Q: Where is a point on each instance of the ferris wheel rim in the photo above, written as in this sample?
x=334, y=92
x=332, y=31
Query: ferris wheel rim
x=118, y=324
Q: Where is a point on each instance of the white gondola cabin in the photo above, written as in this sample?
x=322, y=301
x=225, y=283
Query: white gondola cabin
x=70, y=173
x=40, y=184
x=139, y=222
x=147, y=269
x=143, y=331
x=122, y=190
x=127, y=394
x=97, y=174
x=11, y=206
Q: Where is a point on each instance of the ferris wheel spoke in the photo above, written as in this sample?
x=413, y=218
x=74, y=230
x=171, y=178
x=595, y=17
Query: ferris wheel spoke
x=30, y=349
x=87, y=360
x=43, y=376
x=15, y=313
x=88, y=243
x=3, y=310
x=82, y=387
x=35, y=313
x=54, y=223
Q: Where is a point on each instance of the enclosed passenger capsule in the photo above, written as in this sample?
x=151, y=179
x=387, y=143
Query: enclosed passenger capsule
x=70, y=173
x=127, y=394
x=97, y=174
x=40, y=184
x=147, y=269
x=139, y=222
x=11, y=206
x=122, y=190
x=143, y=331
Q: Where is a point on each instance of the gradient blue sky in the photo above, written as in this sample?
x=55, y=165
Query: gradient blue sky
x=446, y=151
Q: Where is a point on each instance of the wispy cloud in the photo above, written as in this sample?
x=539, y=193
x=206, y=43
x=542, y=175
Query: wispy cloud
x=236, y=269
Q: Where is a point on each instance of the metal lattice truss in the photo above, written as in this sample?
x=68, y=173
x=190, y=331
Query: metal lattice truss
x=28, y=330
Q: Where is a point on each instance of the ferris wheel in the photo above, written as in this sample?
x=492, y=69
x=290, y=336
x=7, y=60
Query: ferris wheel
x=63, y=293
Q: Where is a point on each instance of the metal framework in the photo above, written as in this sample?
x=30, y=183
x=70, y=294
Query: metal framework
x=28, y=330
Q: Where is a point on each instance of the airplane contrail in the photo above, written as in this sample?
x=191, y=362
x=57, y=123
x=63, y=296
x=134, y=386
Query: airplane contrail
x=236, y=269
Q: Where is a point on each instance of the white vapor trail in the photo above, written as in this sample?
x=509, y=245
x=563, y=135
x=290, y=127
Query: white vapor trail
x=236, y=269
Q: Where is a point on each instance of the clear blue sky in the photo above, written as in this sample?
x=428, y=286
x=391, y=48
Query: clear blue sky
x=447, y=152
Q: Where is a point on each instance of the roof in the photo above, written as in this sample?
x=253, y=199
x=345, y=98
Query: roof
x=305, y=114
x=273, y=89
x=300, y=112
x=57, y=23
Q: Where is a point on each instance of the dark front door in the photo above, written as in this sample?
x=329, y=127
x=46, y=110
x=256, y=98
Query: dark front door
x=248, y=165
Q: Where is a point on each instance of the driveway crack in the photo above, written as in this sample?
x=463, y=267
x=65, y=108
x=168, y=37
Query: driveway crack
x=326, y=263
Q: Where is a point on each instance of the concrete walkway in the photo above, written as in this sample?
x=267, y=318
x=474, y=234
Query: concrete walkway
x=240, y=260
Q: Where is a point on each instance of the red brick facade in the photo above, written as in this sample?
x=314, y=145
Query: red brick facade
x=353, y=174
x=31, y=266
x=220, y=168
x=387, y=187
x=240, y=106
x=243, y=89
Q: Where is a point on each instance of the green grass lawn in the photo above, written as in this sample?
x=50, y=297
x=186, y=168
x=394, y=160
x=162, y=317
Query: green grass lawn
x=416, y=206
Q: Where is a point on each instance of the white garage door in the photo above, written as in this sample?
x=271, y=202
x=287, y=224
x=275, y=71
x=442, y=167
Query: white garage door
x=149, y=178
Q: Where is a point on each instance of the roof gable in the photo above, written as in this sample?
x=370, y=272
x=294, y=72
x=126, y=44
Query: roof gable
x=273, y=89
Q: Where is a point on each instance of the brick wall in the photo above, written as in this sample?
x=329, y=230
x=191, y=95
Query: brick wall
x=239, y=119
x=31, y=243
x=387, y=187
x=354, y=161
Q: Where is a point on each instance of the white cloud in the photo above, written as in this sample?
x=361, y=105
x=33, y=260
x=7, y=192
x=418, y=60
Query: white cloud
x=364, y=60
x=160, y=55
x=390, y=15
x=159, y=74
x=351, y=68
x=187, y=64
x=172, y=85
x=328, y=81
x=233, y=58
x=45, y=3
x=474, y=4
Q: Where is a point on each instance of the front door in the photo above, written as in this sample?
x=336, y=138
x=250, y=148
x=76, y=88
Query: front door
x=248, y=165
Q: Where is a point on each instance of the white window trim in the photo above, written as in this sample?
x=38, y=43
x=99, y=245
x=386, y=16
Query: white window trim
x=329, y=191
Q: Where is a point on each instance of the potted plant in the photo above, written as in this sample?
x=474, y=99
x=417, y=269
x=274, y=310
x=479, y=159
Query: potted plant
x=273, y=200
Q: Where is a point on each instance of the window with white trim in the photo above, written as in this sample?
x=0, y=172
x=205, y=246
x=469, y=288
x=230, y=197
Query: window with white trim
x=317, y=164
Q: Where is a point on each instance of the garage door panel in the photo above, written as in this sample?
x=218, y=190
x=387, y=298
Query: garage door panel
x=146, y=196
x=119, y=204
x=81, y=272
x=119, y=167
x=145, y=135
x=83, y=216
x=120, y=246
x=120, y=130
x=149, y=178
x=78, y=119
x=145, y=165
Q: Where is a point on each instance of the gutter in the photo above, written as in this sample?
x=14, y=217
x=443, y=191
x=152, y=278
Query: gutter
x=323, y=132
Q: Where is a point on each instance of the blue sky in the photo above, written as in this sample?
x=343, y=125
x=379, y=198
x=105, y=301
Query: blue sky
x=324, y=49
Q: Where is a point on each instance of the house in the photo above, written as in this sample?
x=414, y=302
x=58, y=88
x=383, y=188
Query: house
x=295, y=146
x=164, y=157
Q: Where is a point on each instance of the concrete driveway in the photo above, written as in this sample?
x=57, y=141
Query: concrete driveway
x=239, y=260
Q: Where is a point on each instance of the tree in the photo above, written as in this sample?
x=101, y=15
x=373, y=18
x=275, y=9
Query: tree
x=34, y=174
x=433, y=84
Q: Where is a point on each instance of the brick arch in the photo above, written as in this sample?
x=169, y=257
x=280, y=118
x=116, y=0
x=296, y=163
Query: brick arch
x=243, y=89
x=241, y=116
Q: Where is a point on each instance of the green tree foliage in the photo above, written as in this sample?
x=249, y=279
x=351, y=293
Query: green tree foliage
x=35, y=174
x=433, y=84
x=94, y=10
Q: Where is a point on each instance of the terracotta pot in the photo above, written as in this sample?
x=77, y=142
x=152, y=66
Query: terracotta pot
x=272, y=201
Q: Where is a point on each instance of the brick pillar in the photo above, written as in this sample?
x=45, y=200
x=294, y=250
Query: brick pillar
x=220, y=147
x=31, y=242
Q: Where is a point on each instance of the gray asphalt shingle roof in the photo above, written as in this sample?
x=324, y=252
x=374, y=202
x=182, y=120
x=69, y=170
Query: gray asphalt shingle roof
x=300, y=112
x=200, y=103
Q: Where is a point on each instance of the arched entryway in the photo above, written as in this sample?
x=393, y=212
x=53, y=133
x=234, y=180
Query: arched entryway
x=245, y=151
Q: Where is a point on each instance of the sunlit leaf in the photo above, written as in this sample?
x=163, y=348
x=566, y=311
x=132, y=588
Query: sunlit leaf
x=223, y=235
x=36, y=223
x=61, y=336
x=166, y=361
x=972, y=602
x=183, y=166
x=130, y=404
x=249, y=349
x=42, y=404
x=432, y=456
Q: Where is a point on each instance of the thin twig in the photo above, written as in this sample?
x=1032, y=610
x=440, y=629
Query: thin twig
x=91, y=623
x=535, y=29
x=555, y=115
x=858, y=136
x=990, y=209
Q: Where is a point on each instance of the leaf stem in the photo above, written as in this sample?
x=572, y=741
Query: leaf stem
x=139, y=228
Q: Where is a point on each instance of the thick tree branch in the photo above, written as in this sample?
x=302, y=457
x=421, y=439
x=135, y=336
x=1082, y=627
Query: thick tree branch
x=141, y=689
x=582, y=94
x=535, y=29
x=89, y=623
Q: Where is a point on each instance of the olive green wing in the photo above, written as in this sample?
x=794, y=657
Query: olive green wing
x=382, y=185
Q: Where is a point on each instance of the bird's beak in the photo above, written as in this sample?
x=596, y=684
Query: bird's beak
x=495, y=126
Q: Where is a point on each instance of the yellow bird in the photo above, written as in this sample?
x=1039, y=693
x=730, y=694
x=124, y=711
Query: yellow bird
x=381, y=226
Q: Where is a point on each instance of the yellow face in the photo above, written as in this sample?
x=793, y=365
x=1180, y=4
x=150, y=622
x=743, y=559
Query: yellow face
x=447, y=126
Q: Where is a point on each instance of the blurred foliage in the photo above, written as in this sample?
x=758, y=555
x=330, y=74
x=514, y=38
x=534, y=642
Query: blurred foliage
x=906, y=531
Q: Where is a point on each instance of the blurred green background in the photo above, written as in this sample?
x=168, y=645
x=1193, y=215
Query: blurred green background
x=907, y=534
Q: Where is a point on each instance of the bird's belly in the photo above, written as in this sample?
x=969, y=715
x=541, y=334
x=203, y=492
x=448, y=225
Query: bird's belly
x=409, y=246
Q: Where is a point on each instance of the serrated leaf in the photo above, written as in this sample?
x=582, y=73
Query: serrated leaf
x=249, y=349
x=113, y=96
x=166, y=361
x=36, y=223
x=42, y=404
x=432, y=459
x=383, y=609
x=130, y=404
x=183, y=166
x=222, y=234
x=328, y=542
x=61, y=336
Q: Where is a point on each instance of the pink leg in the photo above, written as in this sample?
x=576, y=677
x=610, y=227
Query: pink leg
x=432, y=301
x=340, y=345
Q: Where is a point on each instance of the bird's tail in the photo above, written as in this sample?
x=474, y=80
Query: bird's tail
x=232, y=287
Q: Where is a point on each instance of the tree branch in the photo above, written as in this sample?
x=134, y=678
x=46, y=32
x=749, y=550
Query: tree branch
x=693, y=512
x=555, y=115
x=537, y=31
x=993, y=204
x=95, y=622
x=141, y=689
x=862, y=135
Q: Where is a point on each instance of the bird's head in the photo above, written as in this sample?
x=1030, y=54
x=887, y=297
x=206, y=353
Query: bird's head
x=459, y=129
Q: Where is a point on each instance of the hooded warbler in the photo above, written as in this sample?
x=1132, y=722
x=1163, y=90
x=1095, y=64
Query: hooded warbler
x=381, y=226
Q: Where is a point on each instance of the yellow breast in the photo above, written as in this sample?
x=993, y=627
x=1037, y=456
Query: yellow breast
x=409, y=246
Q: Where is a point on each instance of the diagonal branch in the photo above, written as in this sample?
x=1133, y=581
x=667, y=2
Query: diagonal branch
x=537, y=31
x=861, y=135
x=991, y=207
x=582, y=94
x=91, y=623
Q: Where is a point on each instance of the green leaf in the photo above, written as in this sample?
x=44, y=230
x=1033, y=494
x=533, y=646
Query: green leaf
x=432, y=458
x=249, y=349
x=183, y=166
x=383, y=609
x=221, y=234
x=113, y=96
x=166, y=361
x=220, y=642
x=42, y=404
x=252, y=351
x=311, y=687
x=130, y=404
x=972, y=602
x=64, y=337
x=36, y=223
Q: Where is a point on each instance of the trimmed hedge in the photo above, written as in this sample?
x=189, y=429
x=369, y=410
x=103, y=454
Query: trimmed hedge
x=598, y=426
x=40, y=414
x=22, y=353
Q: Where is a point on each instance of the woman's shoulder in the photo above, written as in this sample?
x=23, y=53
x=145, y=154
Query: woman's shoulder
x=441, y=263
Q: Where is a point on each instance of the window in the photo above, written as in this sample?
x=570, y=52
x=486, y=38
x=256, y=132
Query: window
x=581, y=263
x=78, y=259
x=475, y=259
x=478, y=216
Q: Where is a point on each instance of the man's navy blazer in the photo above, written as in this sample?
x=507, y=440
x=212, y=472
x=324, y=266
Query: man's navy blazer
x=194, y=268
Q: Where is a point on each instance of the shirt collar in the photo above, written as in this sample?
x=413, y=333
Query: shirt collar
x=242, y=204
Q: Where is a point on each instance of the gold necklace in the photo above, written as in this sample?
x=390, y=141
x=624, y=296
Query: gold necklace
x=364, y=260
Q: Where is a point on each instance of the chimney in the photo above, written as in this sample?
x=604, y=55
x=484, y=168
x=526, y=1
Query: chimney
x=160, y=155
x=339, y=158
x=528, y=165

◆ ◆ ◆

What is being asked: Reproduce verbatim the lines from the start of the records up to and including the line containing "x=118, y=324".

Exercise output:
Q: Where is a point on each instance of the ferris wheel rim in the photo above, written as in this sample?
x=334, y=92
x=332, y=31
Query: ferris wheel rim
x=118, y=324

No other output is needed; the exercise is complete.